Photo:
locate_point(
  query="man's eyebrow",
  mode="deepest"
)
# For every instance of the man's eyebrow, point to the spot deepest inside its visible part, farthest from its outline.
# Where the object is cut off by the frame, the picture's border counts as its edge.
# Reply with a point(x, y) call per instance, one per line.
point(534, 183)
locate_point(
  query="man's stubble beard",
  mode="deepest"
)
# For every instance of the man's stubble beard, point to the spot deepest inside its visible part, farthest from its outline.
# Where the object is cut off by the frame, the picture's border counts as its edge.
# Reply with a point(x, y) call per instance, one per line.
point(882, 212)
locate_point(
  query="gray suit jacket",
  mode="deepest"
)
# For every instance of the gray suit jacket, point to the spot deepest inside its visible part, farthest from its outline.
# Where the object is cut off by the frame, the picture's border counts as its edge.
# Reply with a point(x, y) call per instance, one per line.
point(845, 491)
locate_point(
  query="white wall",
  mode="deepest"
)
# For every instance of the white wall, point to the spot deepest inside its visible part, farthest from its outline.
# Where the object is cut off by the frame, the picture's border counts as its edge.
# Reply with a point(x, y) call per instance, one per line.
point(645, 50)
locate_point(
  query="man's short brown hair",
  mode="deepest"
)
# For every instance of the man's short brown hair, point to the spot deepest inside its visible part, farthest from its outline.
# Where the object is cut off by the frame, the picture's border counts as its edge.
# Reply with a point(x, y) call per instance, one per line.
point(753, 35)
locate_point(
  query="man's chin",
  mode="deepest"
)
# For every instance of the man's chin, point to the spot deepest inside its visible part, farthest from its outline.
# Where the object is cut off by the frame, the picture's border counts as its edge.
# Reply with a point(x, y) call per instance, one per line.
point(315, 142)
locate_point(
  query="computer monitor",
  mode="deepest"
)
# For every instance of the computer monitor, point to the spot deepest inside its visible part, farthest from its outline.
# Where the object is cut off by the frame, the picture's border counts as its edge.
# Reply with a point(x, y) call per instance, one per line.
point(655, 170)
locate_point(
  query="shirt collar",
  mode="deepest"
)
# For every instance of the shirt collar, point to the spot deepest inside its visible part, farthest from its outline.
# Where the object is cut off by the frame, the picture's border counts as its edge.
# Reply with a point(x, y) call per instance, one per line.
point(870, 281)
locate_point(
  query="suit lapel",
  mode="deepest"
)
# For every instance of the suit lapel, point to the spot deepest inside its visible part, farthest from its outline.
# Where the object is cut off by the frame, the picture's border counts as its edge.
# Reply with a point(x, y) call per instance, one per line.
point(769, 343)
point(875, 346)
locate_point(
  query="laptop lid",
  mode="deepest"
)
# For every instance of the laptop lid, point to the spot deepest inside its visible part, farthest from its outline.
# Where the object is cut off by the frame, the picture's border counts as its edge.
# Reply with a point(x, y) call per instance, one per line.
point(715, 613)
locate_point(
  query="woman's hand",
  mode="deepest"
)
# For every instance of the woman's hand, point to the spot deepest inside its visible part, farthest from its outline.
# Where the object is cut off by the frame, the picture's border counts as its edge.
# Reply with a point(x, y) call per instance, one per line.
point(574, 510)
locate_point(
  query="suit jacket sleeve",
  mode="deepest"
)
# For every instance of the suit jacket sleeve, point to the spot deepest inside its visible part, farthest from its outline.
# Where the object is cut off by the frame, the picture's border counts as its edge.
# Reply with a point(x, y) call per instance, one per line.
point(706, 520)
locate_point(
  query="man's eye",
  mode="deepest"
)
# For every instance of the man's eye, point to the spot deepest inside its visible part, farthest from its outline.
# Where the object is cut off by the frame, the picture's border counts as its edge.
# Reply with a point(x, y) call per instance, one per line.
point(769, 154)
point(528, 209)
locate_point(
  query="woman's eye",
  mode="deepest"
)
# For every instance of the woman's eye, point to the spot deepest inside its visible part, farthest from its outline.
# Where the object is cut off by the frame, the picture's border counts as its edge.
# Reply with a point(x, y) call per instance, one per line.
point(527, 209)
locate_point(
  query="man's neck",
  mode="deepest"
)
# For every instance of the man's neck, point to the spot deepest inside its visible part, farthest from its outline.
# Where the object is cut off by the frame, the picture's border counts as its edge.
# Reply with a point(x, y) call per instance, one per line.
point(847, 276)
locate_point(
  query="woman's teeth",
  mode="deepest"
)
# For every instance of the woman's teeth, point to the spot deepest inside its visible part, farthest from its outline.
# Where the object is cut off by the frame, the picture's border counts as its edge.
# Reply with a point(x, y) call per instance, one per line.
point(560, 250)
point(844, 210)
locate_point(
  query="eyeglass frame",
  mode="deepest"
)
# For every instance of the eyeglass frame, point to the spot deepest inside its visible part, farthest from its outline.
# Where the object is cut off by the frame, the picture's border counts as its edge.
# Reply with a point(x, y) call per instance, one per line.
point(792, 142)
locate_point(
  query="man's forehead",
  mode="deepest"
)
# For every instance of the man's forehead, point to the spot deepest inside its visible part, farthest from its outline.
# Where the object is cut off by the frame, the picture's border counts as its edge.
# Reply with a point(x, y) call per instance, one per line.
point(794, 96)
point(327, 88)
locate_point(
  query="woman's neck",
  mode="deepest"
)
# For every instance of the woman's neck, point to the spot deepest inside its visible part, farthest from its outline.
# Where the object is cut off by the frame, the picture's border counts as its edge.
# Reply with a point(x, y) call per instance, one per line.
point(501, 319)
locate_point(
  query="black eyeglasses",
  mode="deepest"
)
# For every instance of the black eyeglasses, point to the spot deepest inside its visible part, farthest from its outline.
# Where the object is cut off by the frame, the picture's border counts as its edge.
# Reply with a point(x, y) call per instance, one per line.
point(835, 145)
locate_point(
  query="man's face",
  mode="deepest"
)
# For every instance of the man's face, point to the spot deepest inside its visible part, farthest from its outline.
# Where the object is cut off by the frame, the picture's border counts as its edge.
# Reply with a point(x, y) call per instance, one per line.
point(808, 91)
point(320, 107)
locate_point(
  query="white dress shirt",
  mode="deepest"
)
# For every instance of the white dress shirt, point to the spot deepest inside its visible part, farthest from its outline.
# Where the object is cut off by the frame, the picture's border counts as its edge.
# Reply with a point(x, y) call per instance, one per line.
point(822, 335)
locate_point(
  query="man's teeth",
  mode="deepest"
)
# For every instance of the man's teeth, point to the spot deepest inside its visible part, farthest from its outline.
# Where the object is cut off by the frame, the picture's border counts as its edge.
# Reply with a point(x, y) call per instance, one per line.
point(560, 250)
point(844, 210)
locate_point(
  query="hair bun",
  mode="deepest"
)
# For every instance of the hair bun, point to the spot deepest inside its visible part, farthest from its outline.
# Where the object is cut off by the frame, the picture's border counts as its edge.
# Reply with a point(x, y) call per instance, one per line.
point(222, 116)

# # # # # # #

**EXERCISE REQUIREMENTS**
Type out the full listing again, exactly as given.

**ANSWER TO THE TASK**
Photo:
locate_point(
  query="man's eyebrow",
  mode="deepest"
)
# For every instance of the man's eyebrow, point to the spot deepest inside its visible part, farthest from its outline.
# Where the object is cut off by the frame, the picture's border counts as its edge.
# Reply with a point(x, y) call per instance, one per line.
point(534, 183)
locate_point(
  query="man's stubble beard",
  mode="deepest"
)
# For every instance of the man's stubble beard, point to the spot deepest inside its visible part, farthest from its outline.
# Where the object is cut off by the frame, the picture's border counts as its edge.
# Reply with a point(x, y) call per instance, one per line.
point(882, 212)
locate_point(
  query="gray suit jacket",
  mode="deepest"
)
# For every instance of the gray suit jacket, point to the spot deepest inside its visible part, farthest from its outline.
# Where the object is cut off by the frame, the picture's border counts as its edge.
# Reply with a point(x, y) call per instance, one per line.
point(845, 491)
locate_point(
  query="white wall",
  mode="deepest"
)
# For every instance of the white wall, point to the spot deepest inside its visible part, farthest from its outline.
# Where the object is cut off by the frame, the picture's border counts as its edge.
# Reply with a point(x, y) call per instance, one per line.
point(645, 50)
locate_point(
  query="man's short brown hair",
  mode="deepest"
)
# For every instance of the man's short brown hair, point to the spot deepest inside its visible part, farthest from its outline.
# Where the object is cut off by the frame, the picture's border counts as its edge.
# Reply with a point(x, y) call per instance, one per line.
point(753, 35)
locate_point(
  query="man's chin",
  mode="deepest"
)
# For every instance of the man's chin, point to the spot deepest inside its visible part, farthest from its outline.
# Where the object is cut off by the frame, the picture's border counts as its edge.
# Reply with a point(x, y) call per instance, one per line.
point(315, 142)
locate_point(
  query="computer monitor",
  mode="deepest"
)
# For every instance of the computer monitor, point to the spot deepest inside its visible part, farthest from its outline.
# Where the object is cut off by the frame, the picture's border counts as its edge.
# Reply with a point(x, y) call per instance, one per line.
point(655, 170)
locate_point(
  query="shirt collar",
  mode="deepest"
)
# For every instance of the shirt collar, point to the spot deepest inside its visible part, farthest from its outline.
# Where the object is cut off by the frame, the picture's border counts as its edge.
# Reply with a point(x, y) call per instance, one per line.
point(870, 281)
locate_point(
  query="suit lapel",
  mode="deepest"
)
# For every instance of the suit lapel, point to the spot deepest inside its visible part, farthest from its outline.
# Where the object is cut off by the frame, the picture's border counts as its edge.
# Reply with a point(x, y) call per instance, one per line.
point(769, 343)
point(875, 346)
locate_point(
  query="laptop lid",
  mode="deepest"
)
# For every instance of the laptop lid, point to the spot deepest inside its visible part, farthest from its outline.
# Where the object is cut off by the frame, the picture's border counts as its edge.
# Reply with a point(x, y) call per instance, one per line.
point(715, 613)
locate_point(
  query="woman's hand",
  mode="deepest"
)
# For every instance of the woman's hand, point to the spot deepest inside its visible part, farthest from its outline.
# Where the object is cut off by the frame, the picture's border counts as its edge.
# Reply with a point(x, y) call per instance, one per line.
point(574, 510)
locate_point(
  query="suit jacket sleeve",
  mode="deepest"
)
# For every instance of the suit jacket sleeve, point to the spot deepest inside its visible part, farthest from its outline.
# Where the object is cut off by the frame, the picture's border counts as its edge.
# Reply with a point(x, y) call per instance, one per line.
point(706, 520)
locate_point(
  query="man's eye",
  mode="deepest"
)
# For every instance of the man's eye, point to the spot deepest inside its visible part, farthest from its outline.
# Where the object is cut off by the frame, the picture's border counts as its edge.
# Reply with a point(x, y) call per instance, one per line.
point(769, 154)
point(528, 209)
locate_point(
  query="woman's eye",
  mode="deepest"
)
# For every instance of the woman's eye, point to the spot deepest inside its visible part, farthest from its outline.
# Where the object is cut off by the frame, the picture's border counts as its edge.
# Reply with a point(x, y) call per instance, one per line.
point(527, 209)
locate_point(
  query="man's neck",
  mode="deepest"
)
# For every instance of the man's neck, point to the spot deepest inside its visible part, farthest from its outline.
# Where the object is cut off by the frame, the picture's border counts as its edge.
# Reply with a point(x, y) call per instance, one per line.
point(847, 276)
locate_point(
  query="woman's teeth",
  mode="deepest"
)
# For every instance of the woman's teeth, point to the spot deepest inside its visible part, farthest from its outline.
# Where the object is cut off by the frame, the picture's border counts as its edge.
# Reply with a point(x, y) call per instance, one per line.
point(560, 250)
point(844, 210)
locate_point(
  query="eyeglass frame",
  mode="deepest"
)
# For every instance of the eyeglass frame, point to the spot deepest inside its visible part, farthest from its outline.
# Where the object is cut off by the frame, the picture's border counts as its edge.
# Reply with a point(x, y) call per instance, one per line.
point(792, 142)
locate_point(
  query="man's forehead",
  mode="deepest"
)
# For every instance of the man's forehead, point to the spot deepest inside its visible part, farthest from its outline.
# Where the object is cut off by the frame, the picture's border counts as its edge.
# Reply with a point(x, y) call per instance, one per line.
point(794, 96)
point(327, 88)
locate_point(
  query="woman's neck",
  mode="deepest"
)
# For every instance of the woman's neck, point to the spot deepest inside its visible part, farthest from its outline.
# Where the object is cut off by the frame, the picture's border counts as its edge.
# Reply with a point(x, y) call per instance, one per line.
point(501, 319)
locate_point(
  query="black eyeglasses",
  mode="deepest"
)
# For every instance of the black eyeglasses, point to the spot deepest inside its visible part, farthest from its outline.
# Where the object is cut off by the frame, the picture's border counts as its edge.
# Reply with a point(x, y) call per instance, one per line.
point(835, 145)
locate_point(
  query="man's face",
  mode="deepest"
)
# For every instance of the man's face, point to the spot deepest inside its visible part, farthest from its outline.
# Where the object is cut off by the frame, the picture's border counts as its edge.
# Reply with a point(x, y) call per instance, one per line.
point(808, 91)
point(320, 107)
locate_point(
  query="white dress shirt",
  mode="deepest"
)
# For every instance of the white dress shirt, point to the spot deepest inside its visible part, farthest from its outline.
# Where the object is cut off by the frame, the picture's border counts as its edge.
# Reply with a point(x, y) call per instance, one per line.
point(822, 335)
locate_point(
  query="man's teeth",
  mode="deepest"
)
# For every instance of the man's teeth, point to the spot deepest inside its visible part, farthest from its outline.
# Where the object is cut off by the frame, the picture's border counts as its edge.
# Reply with a point(x, y) call per instance, one per line.
point(560, 250)
point(844, 210)
locate_point(
  query="hair bun",
  mode="deepest"
)
# For every instance of the hair bun, point to the spot deepest inside its visible part, farthest from its outline.
# Where the object is cut off by the frame, the picture's border counts as its edge.
# Reply with a point(x, y) call per instance, one per line.
point(222, 116)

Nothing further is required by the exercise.